EXCERPT:
<<<<
Another industry source is more skeptical. “Who the hell is gonna want to go to Italy in September? Is talent gonna demand private jets cause they don’t want to fly commercial?”
Studios and streamers that would normally be spending time this spring screening close-to-finished movies for festival directors are instead taking a wait-and-see attitude.
“We’re all rooting for this to happen and to go back to whatever the new normal is,” says one studio source. “But you start planning for the fall and an hour later the CDC makes it feel like that’s not going to be a viable option.”
Hollywood’s shut-down has impacted work on high-profile projects that would have been festival fare, like Guillermo del Toro’s Nightmare Alley for Fox Searchlight and David Fincher’s Mank for Netflix, making them unlikely to be finished in time for a Telluride or Venice bow, even if the festivals proceed.
Meanwhile some films that had been headed toward twice-canceled Cannes are in limbo as that festival attempts to lay out yet a third plan, possibly via its collaboration with Venice or a modest event in October during what is traditionally festival director Thierry Fremaux’s event celebrating cinema history, the Lumière Film Festival in Lyon.
For those with finished films, the decision to attend a festival this year involves new variables. “These festivals serve a curatorial function, and that curatorial function isn’t going to change,” says longtime industry publicist Cynthia Swartz. “But it'll be a harder decision if you have a film that you think will be a big audience pleaser and obviously festivals won’t be able to fully deliver that experience, either due to social distancing in the theater itself or because there are fewer press and industry people there to witness that excitement.”
Studios are also waiting to see what new Oscar qualifying rules the Academy will set at its board of governors meeting April 28. Given the organization’s blessing that doing so would not affect awards eligibility, some distributors may opt to premiere their films on-demand now, with the understanding that the studios will support a theatrical release when theaters reopen. “Right now there’s a captive audience at home,” says a studio source. “So do you take a look at another way of getting the films out there?”
>>>>
(Stored records)
<<<<
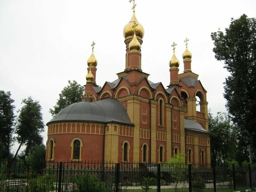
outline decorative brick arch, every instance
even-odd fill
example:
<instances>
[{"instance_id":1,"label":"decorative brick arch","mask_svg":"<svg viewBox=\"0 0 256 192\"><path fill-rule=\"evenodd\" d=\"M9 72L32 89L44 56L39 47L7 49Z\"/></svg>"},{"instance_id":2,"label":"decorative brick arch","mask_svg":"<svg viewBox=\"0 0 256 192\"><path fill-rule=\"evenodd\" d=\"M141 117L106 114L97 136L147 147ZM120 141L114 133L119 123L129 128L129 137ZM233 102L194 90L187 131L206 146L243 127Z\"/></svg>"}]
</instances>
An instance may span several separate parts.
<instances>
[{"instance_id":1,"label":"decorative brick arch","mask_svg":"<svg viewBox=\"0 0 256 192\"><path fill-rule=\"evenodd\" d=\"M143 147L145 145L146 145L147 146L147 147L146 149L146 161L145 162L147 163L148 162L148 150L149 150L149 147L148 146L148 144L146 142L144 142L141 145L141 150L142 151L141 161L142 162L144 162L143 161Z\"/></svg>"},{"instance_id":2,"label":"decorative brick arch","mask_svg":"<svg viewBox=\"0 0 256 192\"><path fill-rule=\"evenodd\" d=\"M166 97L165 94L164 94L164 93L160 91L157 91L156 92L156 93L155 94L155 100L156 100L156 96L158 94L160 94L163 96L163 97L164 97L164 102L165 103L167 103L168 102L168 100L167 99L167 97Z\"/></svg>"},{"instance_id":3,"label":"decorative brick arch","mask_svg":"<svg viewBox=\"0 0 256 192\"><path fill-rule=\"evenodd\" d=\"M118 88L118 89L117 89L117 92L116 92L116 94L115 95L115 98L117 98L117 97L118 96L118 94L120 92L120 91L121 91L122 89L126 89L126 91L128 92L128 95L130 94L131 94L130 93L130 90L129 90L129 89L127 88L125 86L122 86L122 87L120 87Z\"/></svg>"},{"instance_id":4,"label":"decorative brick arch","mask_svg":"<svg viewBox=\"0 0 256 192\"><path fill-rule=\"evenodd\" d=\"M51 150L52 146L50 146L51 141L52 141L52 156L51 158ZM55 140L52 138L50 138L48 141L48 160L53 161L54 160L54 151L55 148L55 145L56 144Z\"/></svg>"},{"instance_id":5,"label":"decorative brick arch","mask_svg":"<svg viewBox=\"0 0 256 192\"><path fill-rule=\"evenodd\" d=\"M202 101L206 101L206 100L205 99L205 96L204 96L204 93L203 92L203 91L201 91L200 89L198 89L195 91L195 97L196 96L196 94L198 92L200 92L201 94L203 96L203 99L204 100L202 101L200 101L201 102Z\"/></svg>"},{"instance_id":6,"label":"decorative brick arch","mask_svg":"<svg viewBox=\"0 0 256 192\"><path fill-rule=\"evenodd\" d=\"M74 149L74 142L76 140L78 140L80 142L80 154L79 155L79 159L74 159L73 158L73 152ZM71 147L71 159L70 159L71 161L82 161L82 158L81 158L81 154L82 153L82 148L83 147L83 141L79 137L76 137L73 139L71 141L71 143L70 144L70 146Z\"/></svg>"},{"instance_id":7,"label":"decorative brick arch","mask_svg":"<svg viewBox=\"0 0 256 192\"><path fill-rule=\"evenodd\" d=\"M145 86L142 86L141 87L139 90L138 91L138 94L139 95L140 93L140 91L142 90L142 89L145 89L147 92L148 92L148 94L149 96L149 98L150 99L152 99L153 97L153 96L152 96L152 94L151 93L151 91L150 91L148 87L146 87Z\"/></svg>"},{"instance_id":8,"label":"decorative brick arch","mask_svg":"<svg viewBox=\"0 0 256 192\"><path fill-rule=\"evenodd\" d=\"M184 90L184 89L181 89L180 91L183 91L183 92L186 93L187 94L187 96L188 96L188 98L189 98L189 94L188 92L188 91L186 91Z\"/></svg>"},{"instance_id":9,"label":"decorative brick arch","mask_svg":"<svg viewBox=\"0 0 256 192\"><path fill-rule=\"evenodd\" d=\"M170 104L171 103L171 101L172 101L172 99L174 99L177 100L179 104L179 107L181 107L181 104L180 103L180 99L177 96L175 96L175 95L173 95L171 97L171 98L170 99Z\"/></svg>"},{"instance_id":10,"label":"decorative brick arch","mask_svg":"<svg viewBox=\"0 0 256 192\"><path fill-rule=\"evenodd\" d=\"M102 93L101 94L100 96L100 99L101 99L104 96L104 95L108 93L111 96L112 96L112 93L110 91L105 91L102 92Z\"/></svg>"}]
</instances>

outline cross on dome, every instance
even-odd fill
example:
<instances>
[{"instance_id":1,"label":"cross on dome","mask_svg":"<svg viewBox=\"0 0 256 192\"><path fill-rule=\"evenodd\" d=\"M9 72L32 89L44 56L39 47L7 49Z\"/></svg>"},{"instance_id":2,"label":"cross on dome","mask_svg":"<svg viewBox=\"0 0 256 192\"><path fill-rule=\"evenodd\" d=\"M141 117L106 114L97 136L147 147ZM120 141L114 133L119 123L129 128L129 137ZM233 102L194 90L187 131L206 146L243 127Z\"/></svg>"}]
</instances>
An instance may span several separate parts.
>>>>
WORK ORDER 1: For each statement about the excerpt on film festivals, answer yes or no and quote the words from it that decide the matter: (a) Mank is being made for Netflix. (b) The Academy's board of governors meets on May 28. (c) Cannes has been canceled once.
WORK ORDER 2: Reproduce the part of the excerpt on film festivals that opens with the words containing "Studios and streamers" and closes with "a wait-and-see attitude.".
The entries have no connection to the excerpt on film festivals.

EXERCISE ANSWER 1:
(a) Yes: "David Fincher’s Mank for Netflix"
(b) No: "its board of governors meeting April 28"
(c) No: "twice-canceled Cannes"

EXERCISE ANSWER 2:
Studios and streamers that would normally be spending time this spring screening close-to-finished movies for festival directors are instead taking a wait-and-see attitude.